STUDY MATERIAL:

● ● ●

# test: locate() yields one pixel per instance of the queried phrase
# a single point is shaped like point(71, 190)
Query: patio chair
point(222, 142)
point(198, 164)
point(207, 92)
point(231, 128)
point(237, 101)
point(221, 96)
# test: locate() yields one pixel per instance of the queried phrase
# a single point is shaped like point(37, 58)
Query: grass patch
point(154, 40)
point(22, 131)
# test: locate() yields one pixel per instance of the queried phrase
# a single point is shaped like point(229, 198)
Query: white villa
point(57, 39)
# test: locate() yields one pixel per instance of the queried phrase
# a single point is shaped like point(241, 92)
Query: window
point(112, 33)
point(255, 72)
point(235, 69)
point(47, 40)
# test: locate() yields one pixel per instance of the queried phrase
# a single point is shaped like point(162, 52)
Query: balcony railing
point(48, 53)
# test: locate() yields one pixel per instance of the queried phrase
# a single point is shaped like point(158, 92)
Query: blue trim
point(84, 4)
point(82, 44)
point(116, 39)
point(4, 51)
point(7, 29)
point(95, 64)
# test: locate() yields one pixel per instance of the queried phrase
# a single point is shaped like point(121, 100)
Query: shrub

● ● ●

TO DO: Please repeat each entry exactly as written.

FINISHED TASK:
# test: locate() yields one pixel per instance of the queried phrase
# a single point is shaped like point(71, 190)
Query: patio chair
point(222, 142)
point(198, 164)
point(207, 92)
point(231, 128)
point(237, 101)
point(221, 96)
# test: locate() yields one pixel per instance of the queried phrase
# a single point is shaped like point(37, 58)
Query: grass patch
point(154, 40)
point(22, 131)
# test: locate() yields one pixel per instance of the queried phrase
# a single point is shaped like point(229, 198)
Query: white villa
point(57, 39)
# test: locate() yields one pixel per instance of the queried phrase
# a single point is shaped like point(241, 92)
Query: window
point(112, 33)
point(255, 72)
point(235, 69)
point(47, 40)
# test: locate() yields one pixel per instance of the queried phrase
# a single point is shaped like point(162, 52)
Query: balcony railing
point(48, 53)
# test: locate() yields one pixel per instance of the queried phrase
# a single point is shaped like point(158, 92)
Query: blue trim
point(84, 4)
point(82, 44)
point(116, 39)
point(4, 51)
point(7, 29)
point(95, 64)
# test: locate() yields one pixel per instance of the queried phrase
# a single point is shaped like point(121, 100)
Query: shrub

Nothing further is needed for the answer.